# [ACTIVITY]
For this exercise, repeat the records below exactly and omit every picture.

(Records contained in a dataset)
════
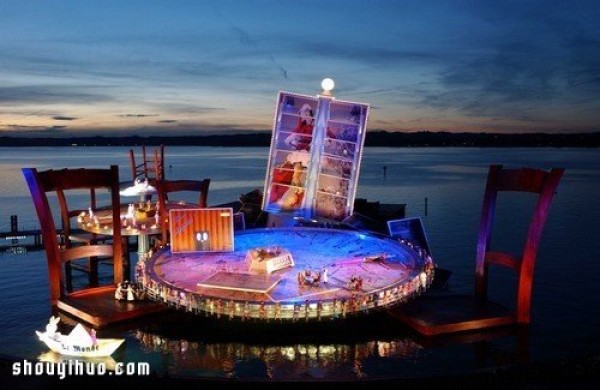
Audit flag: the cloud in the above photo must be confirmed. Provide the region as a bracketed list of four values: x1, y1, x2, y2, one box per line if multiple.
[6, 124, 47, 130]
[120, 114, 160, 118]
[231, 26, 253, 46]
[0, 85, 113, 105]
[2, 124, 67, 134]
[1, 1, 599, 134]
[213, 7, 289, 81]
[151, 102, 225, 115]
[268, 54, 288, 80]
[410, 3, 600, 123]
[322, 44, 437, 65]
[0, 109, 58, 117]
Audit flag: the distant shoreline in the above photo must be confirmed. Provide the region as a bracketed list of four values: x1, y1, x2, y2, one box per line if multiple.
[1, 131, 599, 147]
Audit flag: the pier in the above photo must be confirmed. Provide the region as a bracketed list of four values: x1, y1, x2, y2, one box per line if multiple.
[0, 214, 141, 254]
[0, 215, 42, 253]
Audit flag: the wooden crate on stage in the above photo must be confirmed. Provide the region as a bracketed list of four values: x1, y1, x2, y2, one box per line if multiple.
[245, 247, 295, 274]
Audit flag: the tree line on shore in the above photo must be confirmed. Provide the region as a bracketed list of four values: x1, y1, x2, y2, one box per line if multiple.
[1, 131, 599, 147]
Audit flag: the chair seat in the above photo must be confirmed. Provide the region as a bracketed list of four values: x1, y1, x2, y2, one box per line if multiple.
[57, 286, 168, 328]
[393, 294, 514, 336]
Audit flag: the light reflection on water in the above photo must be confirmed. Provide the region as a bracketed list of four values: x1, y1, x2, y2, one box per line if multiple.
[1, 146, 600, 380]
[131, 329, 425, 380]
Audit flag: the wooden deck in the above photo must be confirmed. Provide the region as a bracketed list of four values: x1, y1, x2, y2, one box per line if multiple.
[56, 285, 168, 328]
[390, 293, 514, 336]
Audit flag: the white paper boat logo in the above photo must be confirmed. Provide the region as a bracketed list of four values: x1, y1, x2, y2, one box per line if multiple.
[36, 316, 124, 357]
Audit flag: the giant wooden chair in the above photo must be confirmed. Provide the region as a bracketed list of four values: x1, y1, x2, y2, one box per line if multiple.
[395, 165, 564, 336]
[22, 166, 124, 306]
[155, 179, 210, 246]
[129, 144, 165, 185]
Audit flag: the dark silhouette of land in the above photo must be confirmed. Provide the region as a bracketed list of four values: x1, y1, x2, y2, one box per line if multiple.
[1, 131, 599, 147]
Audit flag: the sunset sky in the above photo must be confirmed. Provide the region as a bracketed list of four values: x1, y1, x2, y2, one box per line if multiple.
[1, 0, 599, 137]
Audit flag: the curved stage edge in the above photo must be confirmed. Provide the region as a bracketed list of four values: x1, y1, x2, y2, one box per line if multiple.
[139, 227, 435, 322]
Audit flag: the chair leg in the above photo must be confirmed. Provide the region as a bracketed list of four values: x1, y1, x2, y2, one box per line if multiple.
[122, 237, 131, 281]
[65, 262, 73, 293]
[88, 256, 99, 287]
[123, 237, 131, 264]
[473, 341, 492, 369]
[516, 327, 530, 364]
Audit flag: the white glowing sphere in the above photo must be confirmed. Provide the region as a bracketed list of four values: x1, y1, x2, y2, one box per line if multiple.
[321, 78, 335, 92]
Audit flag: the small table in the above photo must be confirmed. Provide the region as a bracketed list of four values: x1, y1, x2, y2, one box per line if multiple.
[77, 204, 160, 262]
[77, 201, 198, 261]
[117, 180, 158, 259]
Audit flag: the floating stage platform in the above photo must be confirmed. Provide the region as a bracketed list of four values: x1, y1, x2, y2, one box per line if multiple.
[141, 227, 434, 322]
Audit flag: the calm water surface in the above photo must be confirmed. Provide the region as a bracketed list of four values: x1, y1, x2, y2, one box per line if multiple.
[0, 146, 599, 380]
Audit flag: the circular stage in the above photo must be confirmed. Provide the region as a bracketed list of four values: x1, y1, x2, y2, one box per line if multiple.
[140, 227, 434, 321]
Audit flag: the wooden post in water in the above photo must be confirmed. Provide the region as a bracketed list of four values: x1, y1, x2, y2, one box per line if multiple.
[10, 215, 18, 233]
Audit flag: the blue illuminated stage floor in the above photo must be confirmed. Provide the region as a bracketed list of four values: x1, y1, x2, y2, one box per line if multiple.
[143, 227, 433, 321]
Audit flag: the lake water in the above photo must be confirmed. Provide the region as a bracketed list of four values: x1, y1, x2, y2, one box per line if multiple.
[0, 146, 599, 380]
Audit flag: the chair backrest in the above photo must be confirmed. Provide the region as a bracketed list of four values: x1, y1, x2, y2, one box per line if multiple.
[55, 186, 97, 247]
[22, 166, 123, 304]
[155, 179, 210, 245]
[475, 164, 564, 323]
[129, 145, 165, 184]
════
# [RESPONSE TO THIS TASK]
Audit flag: the cloud in the above photo must be confirmed. Provide the region as a bracketed list of four values: x1, y1, x2, y2, one box per line if multiple.
[6, 124, 47, 130]
[120, 114, 160, 118]
[231, 26, 253, 46]
[0, 85, 113, 105]
[2, 124, 67, 134]
[1, 1, 599, 134]
[213, 7, 289, 81]
[151, 102, 225, 115]
[268, 54, 288, 80]
[410, 3, 600, 123]
[322, 44, 437, 65]
[0, 109, 58, 117]
Audit flag: the distant shoreline in the above photo must be confirmed. Provide the region as a bracketed list of four values: x1, y1, x2, y2, one box per line if multiple.
[1, 131, 599, 147]
Audit flag: the pier in the above photo must be confirmed. Provide the region as a bracketed list of four values: x1, y1, x2, y2, one box per line if multiple.
[0, 214, 141, 254]
[0, 215, 42, 253]
Audit flag: the wooden crate on stage in the above photo must be confirmed. Provide the region as a bracketed list of four values: x1, y1, x2, y2, one box per line if multiple.
[245, 247, 295, 274]
Audit flag: the tree line on shore in the above photo must be confirmed. Provide the region as a bracketed list of four values: x1, y1, x2, y2, one box per line if multiple.
[1, 131, 599, 147]
Audit flag: the chair seat in the above photo must be confirmed. Provide the region as a bracketed list of four values: x1, y1, x2, y2, one box per line if multiple.
[57, 286, 168, 328]
[393, 294, 514, 336]
Audit flag: the light reflection on water in the above photo must be confirmed. Provide the region as a bracketed list of four values: x1, y1, x2, y2, one box per line if multiple.
[1, 146, 600, 380]
[131, 329, 425, 380]
Audit flag: the wooden deck in the above photo must be confirmed. Provide the region as a bracketed list of four values: x1, y1, x2, y2, one box per line if multiple.
[56, 285, 168, 328]
[390, 293, 514, 336]
Audit flag: the white paper boat logo in the above photo must be confirmed. Provide the region as a bracketed list of four values: x1, y1, x2, y2, one box per line if multiple.
[36, 316, 124, 357]
Audit flag: the giant wooden chair in the above photo must be confirmed. Provide the region as a bracketed list of four values: x1, y1, x2, y2, one box per line if multiple.
[395, 165, 564, 336]
[22, 166, 124, 306]
[155, 179, 210, 246]
[129, 144, 165, 185]
Audit flag: the dark silhouette of land in the above photo must be confirmed. Provide the region as a bracketed list of four values: x1, y1, x2, y2, one box per line if multiple.
[1, 131, 599, 147]
Audit flag: the sunset sky in the above photo must be confirmed. Provide the region as a bracketed list of four values: x1, y1, x2, y2, one box per line if multiple.
[1, 0, 599, 137]
Audit flag: the curved stage edge in the above photo must be confirmed. Provide the region as a bracketed list of four values: x1, y1, x2, y2, one box per line if multiple.
[139, 227, 435, 322]
Audit flag: the chair leg in the above photo must be confirmed. Provide the region as a bracketed list of four values: x1, y1, x2, y2, one box per line if multiple.
[122, 237, 131, 281]
[65, 262, 73, 293]
[88, 256, 99, 287]
[123, 237, 131, 264]
[473, 341, 492, 369]
[516, 327, 530, 364]
Audit flag: the white glowing sphere in the above photo must be confirmed. Provide the region as a bracketed list of four values: x1, y1, x2, y2, one box per line if multiple.
[321, 78, 335, 92]
Audit flag: the small table in the above photo must be confirmed. Provide the region as a bracketed list of four values: x1, y1, x2, y2, one box per line if multiple.
[77, 204, 160, 262]
[77, 201, 198, 261]
[117, 180, 158, 259]
Audit flag: the floating stage platform in the above photo must be confirmed. Provide the region as a bracketed list of four values: x1, y1, x2, y2, one box per line if multiple.
[141, 227, 434, 322]
Audit flag: the calm water surface in the above photo must be confirmed. Provide the region as a bracketed list of four values: x1, y1, x2, y2, one box per line if multiple.
[0, 146, 599, 380]
Audit flag: the circular stage in the above photo must be confirmed. Provide the region as a bracketed list of four values: x1, y1, x2, y2, one box per line if multiple.
[140, 227, 434, 321]
Audit flag: the wooden post in water in the above photo must be confirmed. Provide the region as a bracketed list of four values: x1, y1, x2, y2, one box per line if multiple.
[10, 215, 18, 233]
Audit flag: the blue illuminated stage floor in the above photo must be confirmed. Provide the region as a bracketed list of four values: x1, y1, x2, y2, one box per line if multiple.
[143, 227, 433, 321]
Audit flag: the lake water in the above photo must be confirmed. Provide the region as a bracketed list of four values: x1, y1, x2, y2, one box per line if multiple.
[0, 146, 599, 380]
Audit flag: the chair backrest in the above photo must be confirmed. Provide the region as a bracketed list of four values: x1, y1, x2, y2, one box per line if multiple.
[55, 186, 97, 247]
[22, 166, 123, 304]
[155, 179, 210, 245]
[475, 164, 564, 323]
[129, 145, 165, 184]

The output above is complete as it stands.